• _QUOTED PASSAGE_:
Relatively simple reasoning and graphs is often an effective way of gaining understanding and forming estimates.
Salt is good: but if the salt have lost his saltiness, wherewith will ye season it? Have salt in yourselves” (Mark 9:50 KJV, Matthew 5:13, Luke 14:34)

4. Oh, “postmodernist” … good one. When you have nothing to say, throw anything at the wall and hope it sticks. And invent things and attribute them to your interlocutor so you can then call down fire and brimstone (cf. Mr. Kingsley Lewis) on the figments of your own imagination. This is a pattern with you, BTW.

“since we can’t know anything with 100% certainty, we can’t know anything at all!”? That’s pretty boring and just lazy.

Please go read what I wrote and show me where I said this. I’m happy to engage the “uncertainty” debate if you wish, but it’s a sideshow here.
.
If you share the notion of causality with so many others, surely you can tell us what causality is.
.
Back to RCT, are we?
.
RCT claims to identify and measure causal effects. It doesn’t tell us what a causal effect is. It certainly doesn’t present any justification for assuming that the kinds of causal effects that it can successfully identify and measure are the only kinds of causal effects there are — that they are exhaustive of causality.
.

• _DATA EXCERPTS_:
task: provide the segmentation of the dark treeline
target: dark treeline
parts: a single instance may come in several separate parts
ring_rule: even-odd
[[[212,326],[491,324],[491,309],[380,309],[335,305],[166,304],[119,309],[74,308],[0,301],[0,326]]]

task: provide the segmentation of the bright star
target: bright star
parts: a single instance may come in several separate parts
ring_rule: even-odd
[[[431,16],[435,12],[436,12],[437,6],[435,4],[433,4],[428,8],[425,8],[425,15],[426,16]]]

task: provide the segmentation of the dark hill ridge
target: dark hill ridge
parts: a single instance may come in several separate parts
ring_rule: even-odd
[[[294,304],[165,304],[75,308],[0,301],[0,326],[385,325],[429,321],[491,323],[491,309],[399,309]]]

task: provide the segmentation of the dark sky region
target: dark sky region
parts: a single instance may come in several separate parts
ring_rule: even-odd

* * *

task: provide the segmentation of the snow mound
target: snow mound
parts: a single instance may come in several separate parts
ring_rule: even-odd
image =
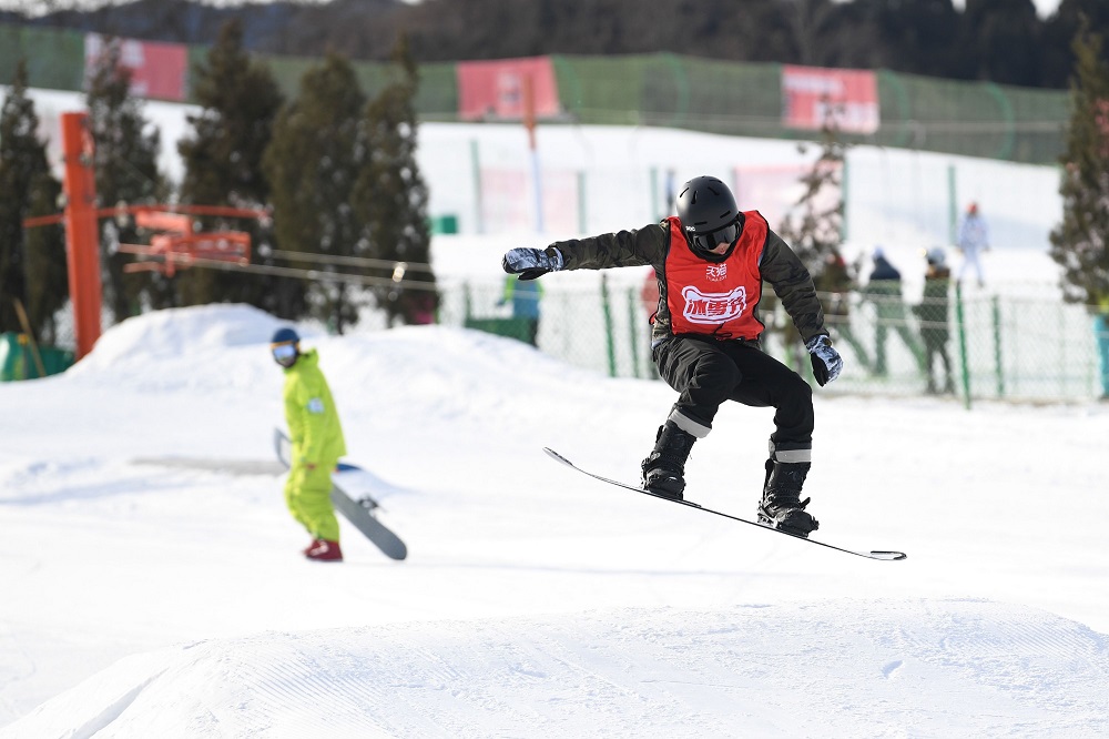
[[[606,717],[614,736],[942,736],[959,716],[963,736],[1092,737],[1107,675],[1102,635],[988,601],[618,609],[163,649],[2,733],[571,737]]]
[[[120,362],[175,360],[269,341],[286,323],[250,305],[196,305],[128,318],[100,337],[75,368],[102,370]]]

• _ACTIONS TO TAKE_:
a - What does the forum excerpt say RCT claims to do?
b - Copy the forum excerpt word for word, starting with "Relatively simple reasoning" and going on through "with you, BTW.".
The lines have nothing to do with the forum excerpt.

• _SET OF ANSWERS_:
a - It claims to identify and measure causal effects.

b -
Relatively simple reasoning and graphs is often an effective way of gaining understanding and forming estimates.
Salt is good: but if the salt have lost his saltiness, wherewith will ye season it? Have salt in yourselves” (Mark 9:50 KJV, Matthew 5:13, Luke 14:34)

4. Oh, “postmodernist” … good one. When you have nothing to say, throw anything at the wall and hope it sticks. And invent things and attribute them to your interlocutor so you can then call down fire and brimstone (cf. Mr. Kingsley Lewis) on the figments of your own imagination. This is a pattern with you, BTW.